Queens gets 7 new school buildings
By Jeremy Walsh

Anticipating the first day of school Tuesday, Mayor Michael Bloomberg came to a new school in Corona last week to tout the addition of 18 new school buildings and 11,471 new seats for students around the city.

Queens got the lion’s share with seven buildings, the most of any borough. Queens will also get 4,266 seats, more than twice the number of any other borough. Brooklyn will see 2,179 new seats, Staten Island will receive 2,104, the Bronx will get 1,930 and Manhattan will get 992.

“This marks the first year we’re going to see a big, big return on our school construction,” Schools Chancellor Joel Klein said.

Along with PS 307, Queens got new buildings at the Elmhurst Education Campus, PS 4 in Long Island City PS 244 in Flushing, PS 303 in Forest Hills, PS 305 in Ridgewood and PS 306 in Woodhaven.

Bloomberg toured the new school with Klein, Assemblyman Jose Peralta (D-Jackson Heights) and Principal Cecelia Jackson, who walked the crowd through the school’s gymnasium, cafeteria and auditorium.

“The trains come every few minutes,” Jackson said of the school, which sits just south of the elevated No. 7 train line on Roosevelt Avenue. “When you’re in here, you can’t hear them at all.”

PS 307 is designed to help alleviate the overcrowding at PS 19 across the street, which currently has 2,000 students. School organizers said one-fourth of those students would move over to PS 307, which will have a capacity of 1,000 children.

Bloomberg called the new school “a shining example of what a public school in New York City can look like.”

He called District 24 “one of the districts most badly in need of more seats,” although he and Klein did not go into specifics when asked about whether they were planning for major population growth in communities like Elmhurst and Corona.

“We have a team that analyzes population expansion and overcrowding,” Klein said. “Everyone thinks it’s so easy to cite overcrowding in a school, but there are a lot of challenges.”

The new construction represents the largest number of schools and classroom seats to open in a single year under the current five-year capital plan, Bloomberg said. The $13.1 billion plan includes the creation of 63,000 new classroom seats by 2012, 88 percent of which are either under construction or already complete, he said.

But Bloomberg has his critics. Leonie Haimson from Class Size Matters, said the current capital plan is “far from ‘the biggest school construction plan in our city’s history,’ as the administration falsely claims.”

Some 100,000 school seats were added between 1902 and 1905 and nearly half a million seats were added during the 1920s, she said.

Borough President Helen Marshall has said there will be a seat for every child when she leaves office in New Year’s eve 2009. Her office warned that the borough still suffers from major crowding at the high school level. The new seats in Queens all appear to be at primary schools.

Dan Andrews, spokesman for Marshall, said the borough has experienced enrollment increases of almost 10 percent in recent years.

“Even if you built new seats, you were sort of running in place,” he said.

* **DIRECTIVE A**: Edit the listing from the line containing "Per instance of the man's face, set" through the end of the listing: swap "marker" for "pin" and give those lines back with nothing else changed.
The article and the records that come next have nothing to do with each other.

(Records)
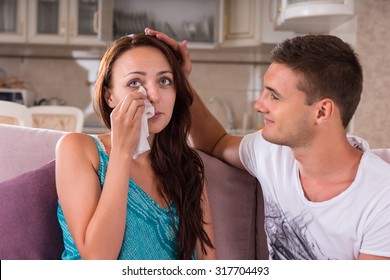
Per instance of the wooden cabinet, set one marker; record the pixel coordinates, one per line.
(240, 23)
(311, 16)
(74, 22)
(248, 23)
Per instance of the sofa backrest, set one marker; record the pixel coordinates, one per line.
(23, 149)
(28, 200)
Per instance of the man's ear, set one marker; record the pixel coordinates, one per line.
(108, 97)
(325, 110)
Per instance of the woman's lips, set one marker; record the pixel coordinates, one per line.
(267, 121)
(157, 115)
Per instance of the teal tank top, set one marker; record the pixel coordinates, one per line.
(149, 233)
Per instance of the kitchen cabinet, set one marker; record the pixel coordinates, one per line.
(13, 14)
(241, 23)
(248, 23)
(203, 23)
(194, 21)
(73, 22)
(311, 16)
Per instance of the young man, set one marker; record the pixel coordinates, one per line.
(327, 196)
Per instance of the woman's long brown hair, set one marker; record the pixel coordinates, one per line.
(178, 167)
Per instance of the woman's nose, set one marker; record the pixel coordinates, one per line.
(152, 93)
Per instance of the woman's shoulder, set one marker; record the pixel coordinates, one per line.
(77, 144)
(75, 139)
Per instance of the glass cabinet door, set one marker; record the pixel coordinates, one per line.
(47, 21)
(48, 15)
(8, 16)
(90, 22)
(12, 20)
(88, 17)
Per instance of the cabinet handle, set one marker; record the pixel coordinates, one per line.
(95, 22)
(62, 27)
(21, 27)
(271, 10)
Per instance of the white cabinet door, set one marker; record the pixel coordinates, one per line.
(241, 23)
(13, 16)
(74, 22)
(90, 22)
(312, 16)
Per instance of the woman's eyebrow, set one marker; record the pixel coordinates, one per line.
(274, 91)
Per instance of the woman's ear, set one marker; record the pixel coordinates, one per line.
(325, 110)
(108, 97)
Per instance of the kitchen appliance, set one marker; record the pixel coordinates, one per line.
(21, 96)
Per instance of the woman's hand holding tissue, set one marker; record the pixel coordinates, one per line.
(126, 123)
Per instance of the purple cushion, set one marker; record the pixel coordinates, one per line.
(29, 228)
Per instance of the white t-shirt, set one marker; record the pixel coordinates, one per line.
(357, 220)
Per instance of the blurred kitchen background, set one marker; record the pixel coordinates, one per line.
(52, 48)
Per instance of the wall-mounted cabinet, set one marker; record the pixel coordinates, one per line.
(194, 21)
(13, 15)
(311, 16)
(241, 23)
(203, 23)
(74, 22)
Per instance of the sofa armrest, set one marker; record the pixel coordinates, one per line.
(233, 202)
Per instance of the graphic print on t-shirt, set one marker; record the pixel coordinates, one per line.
(287, 235)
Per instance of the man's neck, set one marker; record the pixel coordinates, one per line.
(327, 169)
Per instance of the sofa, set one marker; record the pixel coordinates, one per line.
(28, 201)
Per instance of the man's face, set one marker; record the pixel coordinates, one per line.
(288, 120)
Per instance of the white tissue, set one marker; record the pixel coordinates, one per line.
(143, 144)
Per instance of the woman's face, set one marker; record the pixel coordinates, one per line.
(147, 67)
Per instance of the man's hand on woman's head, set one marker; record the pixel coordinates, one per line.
(181, 49)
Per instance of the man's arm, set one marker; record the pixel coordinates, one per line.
(207, 134)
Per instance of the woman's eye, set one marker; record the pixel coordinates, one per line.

* **DIRECTIVE B**:
Answer these questions about the article on new Queens school buildings:
(i) How many new seats will Queens get?
(ii) What capacity will PS 307 have?
(iii) How much does the five-year capital plan cost?

* **COMPLETE OUTPUT A**:
Per instance of the man's face, set one pin; record the pixel coordinates, one per line.
(288, 120)
Per instance of the white tissue, set one pin; record the pixel coordinates, one per line.
(143, 144)
Per instance of the woman's face, set one pin; record the pixel coordinates, one per line.
(147, 67)
Per instance of the man's hand on woman's head, set one pin; record the pixel coordinates, one per line.
(181, 49)
Per instance of the man's arm, set one pin; record the pixel coordinates, one per line.
(207, 134)
Per instance of the woman's eye, set one pin; record the pixel coordinates, one per line.

* **COMPLETE OUTPUT B**:
(i) 4,266 seats
(ii) 1,000 children
(iii) $13.1 billion